(Teks Sumber)

==*==

Berbagi Pengalaman sebagai Tim Survei Tradisi dan Kebudayaan Banjarnegara (Lestarinya tradisi Dayakan)
12.35.00Numpang foto di tengah pejalanan |
Kami tergabung dalam sebuah tim
survei dalam rangka seraserahan tradisi dan kebudayaan banjarnegara. Satu tim
terdiri dari empat orang dimana kami mengemban tugas ke desa terkait untuk
meninjau langsung tradisi dan kebudayaan yang belum terdata oleh dinas
kebudayaan dan pariwisata (Dinbudpar) kabupaten Banjarnegara. Tempatnya cukup
di sebut pedalaman karena jauh dari perkotaan dan akses jalan yang sulit.
Dengan dua motor kami menuju ke rumah kepala desa dan sesepuh terkait. Sebagai
pendatang tentu kami harus faham anggah – ungguh walaupun kedatangan kami hanya
sekedar meninjau tradisi desa terkait. Membutuhkan waktu tempuh dua jam untuk
sampai di rumah kepala desa. Alangkah
terkejutnya kami saat rumah beliau penuh sesak dengan sekumpulan wanita
berjilbab berseragam hijau muda. Nampaknya sedang ada kegiatan atau pengajian
ormas disana. Di tengah perjalanan, sebenarnya kami bisa merasakan padatnya
jalan oleh mobil dan kendaraan roda dua, nampaknya mustahil jika jalan desa
bisa sepadat itu kecuali ada kegiatan yang akbar. Karena bingung harus
mengambil sikap apa, lalu kami pun memilih menunggu di depan rumah tepatnya di
belakang panggung yang di dirikan. Bukannya kami terlalu penakut ataupun
terlampau malu melintas di depan panggung, hanya saja kami menjaga sikap di
desa yang terkenal anggah – ungguh dan sangat sopan. Rasanya tak enak hati jika
kami meninggalkan image yang tak sopan sedangkan kami juga mengemban amanah
organisasi. Pastinya bukan nama baik kami yang dipertaruhkan karena masyarakat desa
tersebut sama sekali tak mengenal kami, akan tetapi nama baik organisasi yang
pasti akan terbawa.

==*==

(Catatan Data)
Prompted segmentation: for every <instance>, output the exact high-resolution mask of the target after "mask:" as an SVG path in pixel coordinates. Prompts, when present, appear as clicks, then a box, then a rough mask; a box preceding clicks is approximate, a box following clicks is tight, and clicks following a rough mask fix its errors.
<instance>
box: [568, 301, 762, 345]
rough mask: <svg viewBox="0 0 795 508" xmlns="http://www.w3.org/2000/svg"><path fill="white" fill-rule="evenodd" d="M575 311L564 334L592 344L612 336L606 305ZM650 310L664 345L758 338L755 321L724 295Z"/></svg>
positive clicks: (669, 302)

==*==

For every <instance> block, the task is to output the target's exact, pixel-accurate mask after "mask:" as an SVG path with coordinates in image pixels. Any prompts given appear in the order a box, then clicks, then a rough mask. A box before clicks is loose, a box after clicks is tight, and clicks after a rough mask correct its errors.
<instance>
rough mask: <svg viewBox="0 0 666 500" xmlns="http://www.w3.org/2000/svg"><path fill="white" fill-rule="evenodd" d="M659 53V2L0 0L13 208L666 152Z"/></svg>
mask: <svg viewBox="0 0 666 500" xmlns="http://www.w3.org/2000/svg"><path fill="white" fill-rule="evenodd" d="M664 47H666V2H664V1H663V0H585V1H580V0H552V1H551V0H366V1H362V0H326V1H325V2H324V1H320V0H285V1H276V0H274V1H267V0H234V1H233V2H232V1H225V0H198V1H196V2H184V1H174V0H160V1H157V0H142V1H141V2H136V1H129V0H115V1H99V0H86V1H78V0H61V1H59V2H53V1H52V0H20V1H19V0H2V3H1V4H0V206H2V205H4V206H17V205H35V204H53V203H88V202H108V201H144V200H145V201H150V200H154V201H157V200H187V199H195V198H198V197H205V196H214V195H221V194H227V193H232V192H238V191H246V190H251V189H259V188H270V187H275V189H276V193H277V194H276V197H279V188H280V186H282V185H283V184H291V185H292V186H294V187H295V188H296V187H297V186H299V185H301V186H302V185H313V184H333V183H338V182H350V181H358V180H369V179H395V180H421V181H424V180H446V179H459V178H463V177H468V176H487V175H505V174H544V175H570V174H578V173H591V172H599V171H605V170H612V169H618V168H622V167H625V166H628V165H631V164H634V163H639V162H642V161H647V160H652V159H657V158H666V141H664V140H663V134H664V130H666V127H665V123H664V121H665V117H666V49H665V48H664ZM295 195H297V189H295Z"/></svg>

==*==

(Tugas Latihan)
**A.** Dalam teks tentang tim survei tradisi Banjarnegara, cari setiap kata bilangan pokok yang ditulis sebagai kata utuh (seperti satu, dua, empat). Tuliskan masing-masing bersama kata benda yang dihitungnya.
**B.** Terjemahkan ke dalam bahasa Inggris kalimat dari teks tentang tim survei tradisi Banjarnegara ini: "Membutuhkan waktu tempuh dua jam untuk sampai di rumah kepala desa."
**C.** Teruskan teks tentang tim survei tradisi Banjarnegara mulai dari kalimat terakhirnya.

(Kunci Jawaban)
**A.**
satu tim
empat orang
dua motor
dua jam
kendaraan roda dua

**B.** It took two hours of travel to reach the village head's house.

**C.**
Dari ke
empat anggota, saya bertugas sebagai koordinator tim. Pantas jika tanggung
jawab lebih di bebankan kepada saya. Matahari bersinar sangat terik seolah
membakar kulit. Mengambil inisiatif, saya menghampiri meja registrasi untuk
menanyakan lamanya acara tersebut. Entah karen amat baik hati atau mungkin tak
tega melihat kami bak cacing kepanasan, beliau memegang tangan saya lalu
menuntunnya tanpa meminta ijin atau bertanya saya bersedia atau tidak.
“ Ow tim
survei to, mari mba, saya antar ke ndalem nya pak lurah. Lewat sini saja karena
tidak ada jalan lain” terang beliau sembari menuntun tanganku. Ketiga teman
langsung mengikuti di belakangku.
Saya benar –
benar tidak kuasa menolak niat baik ibu tersebut. Belum sempat bernafas lega,
saya terhenyak karena ibu tersebut melintas didepan panggung dimana seorang
pria paruh baya sedang memberikan sambutan. Alamak! Betapa tidak sopannya kami,
menyita perhatian pemirsa dari sang orator. Antara kaget, heran dan serba salah
kami melintas tanpa bisa menolak, karna tak ada jalan lain dan tak tega rasanya
menolak niat baik wanita tersebut. Sesampainya diteras depan, kami bertambah
bingung karena diantara ramainya umat, justru kediaman beliau kosong. Hanya
terjadi berbagai hidangan di atas meja. Wanita paruh baya yang mengantar kami
pun sudah pergi secepat kilat.
Ditengah
kebingungan kami, melintas wanita muda berparas cantik. Aku dengan sikap
meluncurkan pertanyaan seputar pemilik rumah dari orang nomor satu di desa itu.
“aduh mba,
gimana ya saya bingung kalau harus
menjawab sekarang, saya lagi tergesa sekali” jawabnya dengan nafas yang memburu
menahan letih. Dalam hitungan detik, wanita muda itu berlari meninggalkan kami
yang masih termangu. Dari kejauhan kami bisa melihat wanita tersebut terbirit
menaiki panggung yang lenggang kosong karena pria paruh baya, sang orator tadi
telah turun meninggalkan pemirsa yang mulai mencari kanan – kiri dimana pemandu
acaranya. Melihat itu kami faham, siapa wanita cantik yang terbirit tadi.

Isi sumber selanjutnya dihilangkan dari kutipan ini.